>> Start PASSAGE PROVIDED

LENDER'S RIGHTS.  Upon default or upon demand, the Lender may declare the
entire unpaid principal balance on this Note and all accrued unpaid
interest immediately due, and then Borrower will pay that amount.

COLLATERAL.  Borrower acknowledges this Note is secured by all security
agreements, guarantees, mortgages, and other security instruments
previously granted, contemporaneously granted, and granted in the future,
and it has the collateral and other rights all as contained in a certain
confirmation agreement dated May 10, 2004 between all parties contained
therein, and as subsequently amended and updated from time to time.

ATTORNEYS' FEES; EXPENSES.  Lender may hire or pay someone else to help
collect this Note if Borrower does not pay.  Borrower will pay Lender
that amount.  This includes, subject to any limits under applicable law,
Lender's attorneys' fees and Lender's legal expenses, whether or not
there is a lawsuit, including attorneys' fees, expenses for bankruptcy
proceedings (including efforts to modify or vacate any automatic stay or
injunction), and appeals.  If not prohibited by applicable law, Borrower
also will pay any court costs, in addition to all other sums provided by
law.

GOVERNING LAW.  This Note will be governed by, construed and enforced in
accordance with the laws of the State of Wisconsin.  This Note has been
accepted by Lender in the State of Wisconsin.



OTHER LOAN AGREEMENTS.  If Borrower and Lender have either previously or
contemporaneously entered into a Loan or Confirmation Agreements, it is
agreed that this Note is subject to the terms and conditions of such Loan
or Confirmation Agreements.  For purpose of this provision, Loan or
Confirmation Agreements shall include, but not be limited to, a Business
Loan Agreement or any other Loan or Confirmation Agreements.

SUCCESSOR INTERESTS.  The terms of this Note shall be binding upon
Borrower, and upon Borrower's successors and assigns, and shall inure to
the benefit of Lender and Lender's heirs, executors, administrators,
successors and assigns.

GENERAL PROVISIONS.  This Note benefits Lender and its successors and
assigns, and binds Borrower and Borrower's successors, assigns, and
representatives.  Lender may delay or forgo enforcing any of its rights
or remedies under this Note without losing them.  Borrower and any other
person or corporation who signs, guarantees or endorses this Note, to the
extent allowed by law, waive presentment, demand for payment, and notice
of dishonor.  Upon any change in the terms of this Note, and unless
otherwise expressly stated in writing, no party who signs this Note,
whether as maker, guarantor, accommodation maker or endorser, shall be
released from liability.  All such parties agree that Lender may renew or
extend (repeatedly and for any length of time) this loan or release any
party or guarantor or collateral; or impair, fail to realize upon or
perfect Lender's security interest in the collateral; and take any other
action deemed necessary by Lender without the consent of or notice to an
yone.  All such parties also agree that Lender may modify this loan
without the consent of or notice to anyone other than the party with whom
the modification is made.  The obligations under this Note are joint and
several.

PRIOR TO SIGNING THIS NOTE, BORROWER READ AND UNDERSTOOD ALL THE
PROVISIONS OF THIS NOTE, INCLUDING THE INTEREST RATE PROVISIONS.
BORROWER AGREES TO THE TERMS OF THE NOTE.

BORROWER ACKNOWLEDGES RECEIPT OF A COMPLETED COPY OF THIS PROMISSORY NOTE.

>> End PASSAGE PROVIDED
>> Start RECORDS SUPPLIED

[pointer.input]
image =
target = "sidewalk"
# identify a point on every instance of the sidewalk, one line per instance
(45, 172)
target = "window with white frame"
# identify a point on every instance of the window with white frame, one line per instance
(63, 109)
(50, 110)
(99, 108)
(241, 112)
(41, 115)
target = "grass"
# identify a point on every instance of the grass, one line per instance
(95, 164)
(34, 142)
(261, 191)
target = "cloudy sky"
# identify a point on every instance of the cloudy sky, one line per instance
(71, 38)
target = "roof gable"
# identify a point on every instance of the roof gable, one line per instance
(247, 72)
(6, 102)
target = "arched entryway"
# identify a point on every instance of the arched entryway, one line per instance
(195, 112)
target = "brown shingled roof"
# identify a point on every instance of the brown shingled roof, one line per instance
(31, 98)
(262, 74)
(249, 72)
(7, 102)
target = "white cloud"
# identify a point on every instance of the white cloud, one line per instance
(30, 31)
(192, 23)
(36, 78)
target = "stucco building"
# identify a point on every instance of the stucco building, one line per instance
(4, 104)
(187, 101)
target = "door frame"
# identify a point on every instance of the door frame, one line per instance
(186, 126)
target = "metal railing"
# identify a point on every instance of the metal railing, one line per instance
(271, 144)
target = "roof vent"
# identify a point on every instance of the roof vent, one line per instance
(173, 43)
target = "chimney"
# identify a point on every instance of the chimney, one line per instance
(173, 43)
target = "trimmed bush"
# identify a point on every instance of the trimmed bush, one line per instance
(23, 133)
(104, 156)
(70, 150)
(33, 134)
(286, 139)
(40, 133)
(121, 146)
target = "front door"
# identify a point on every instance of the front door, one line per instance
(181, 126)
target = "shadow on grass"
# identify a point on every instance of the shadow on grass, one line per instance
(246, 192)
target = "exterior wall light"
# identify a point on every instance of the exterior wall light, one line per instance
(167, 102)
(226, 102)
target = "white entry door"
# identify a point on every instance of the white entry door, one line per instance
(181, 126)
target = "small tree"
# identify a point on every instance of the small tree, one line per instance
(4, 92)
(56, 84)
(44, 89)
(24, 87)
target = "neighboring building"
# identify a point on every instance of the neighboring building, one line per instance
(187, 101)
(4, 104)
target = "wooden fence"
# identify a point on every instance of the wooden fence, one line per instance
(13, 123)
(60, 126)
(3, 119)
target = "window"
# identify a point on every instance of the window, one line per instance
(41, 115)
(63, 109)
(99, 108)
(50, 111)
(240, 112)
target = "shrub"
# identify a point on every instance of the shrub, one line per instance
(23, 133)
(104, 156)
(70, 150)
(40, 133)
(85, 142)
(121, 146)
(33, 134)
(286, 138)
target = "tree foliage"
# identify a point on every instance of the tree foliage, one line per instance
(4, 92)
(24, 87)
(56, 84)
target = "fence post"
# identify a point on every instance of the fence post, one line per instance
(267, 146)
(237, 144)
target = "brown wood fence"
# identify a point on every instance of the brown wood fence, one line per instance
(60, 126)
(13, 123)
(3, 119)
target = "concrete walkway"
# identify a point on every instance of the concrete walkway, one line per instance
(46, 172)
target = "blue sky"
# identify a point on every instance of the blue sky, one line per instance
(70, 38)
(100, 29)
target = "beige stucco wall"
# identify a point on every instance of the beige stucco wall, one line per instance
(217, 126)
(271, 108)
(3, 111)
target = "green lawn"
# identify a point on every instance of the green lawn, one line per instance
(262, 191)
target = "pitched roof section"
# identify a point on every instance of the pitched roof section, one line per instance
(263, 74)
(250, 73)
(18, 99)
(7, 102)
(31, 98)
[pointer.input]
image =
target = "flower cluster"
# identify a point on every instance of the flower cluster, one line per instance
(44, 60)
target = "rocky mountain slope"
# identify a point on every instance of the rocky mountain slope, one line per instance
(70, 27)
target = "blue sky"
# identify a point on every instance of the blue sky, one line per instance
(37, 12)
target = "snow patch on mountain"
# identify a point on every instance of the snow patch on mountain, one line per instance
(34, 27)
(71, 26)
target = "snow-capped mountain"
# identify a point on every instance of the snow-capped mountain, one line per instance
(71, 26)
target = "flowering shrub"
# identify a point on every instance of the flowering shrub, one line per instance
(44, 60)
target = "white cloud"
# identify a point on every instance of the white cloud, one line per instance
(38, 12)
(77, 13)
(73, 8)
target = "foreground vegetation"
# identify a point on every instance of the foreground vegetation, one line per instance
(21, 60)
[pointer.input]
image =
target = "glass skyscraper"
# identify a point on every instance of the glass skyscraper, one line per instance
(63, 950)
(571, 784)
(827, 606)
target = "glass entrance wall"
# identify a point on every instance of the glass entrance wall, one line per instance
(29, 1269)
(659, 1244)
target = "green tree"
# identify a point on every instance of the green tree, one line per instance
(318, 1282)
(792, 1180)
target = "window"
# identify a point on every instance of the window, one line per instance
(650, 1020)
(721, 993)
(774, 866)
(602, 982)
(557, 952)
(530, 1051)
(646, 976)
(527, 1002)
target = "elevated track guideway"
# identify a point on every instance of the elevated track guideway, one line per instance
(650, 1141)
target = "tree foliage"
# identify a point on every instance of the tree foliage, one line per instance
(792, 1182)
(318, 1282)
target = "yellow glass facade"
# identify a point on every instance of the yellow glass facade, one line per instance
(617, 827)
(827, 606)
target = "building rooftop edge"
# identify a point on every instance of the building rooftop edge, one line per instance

>> End RECORDS SUPPLIED

▶ JOB 1:
Answer these questions from the promissory note:
(a) Under which state's laws will the Note be governed, construed and enforced?
(b) What is the date of the confirmation agreement mentioned under COLLATERAL?
(c) What three things do Borrower and anyone who signs, guarantees or endorses the Note waive?
▶ JOB 2: Edit the promissory note from "PRIOR TO SIGNING" to "OF THE NOTE.", replacing "INTEREST RATE" with "REPAYMENT".

▶ FINISHED ANSWER 1:
(a) The State of Wisconsin.
(b) May 10, 2004.
(c) Presentment, demand for payment, and notice of dishonor.

▶ FINISHED ANSWER 2:
PRIOR TO SIGNING THIS NOTE, BORROWER READ AND UNDERSTOOD ALL THE
PROVISIONS OF THIS NOTE, INCLUDING THE REPAYMENT PROVISIONS.
BORROWER AGREES TO THE TERMS OF THE NOTE.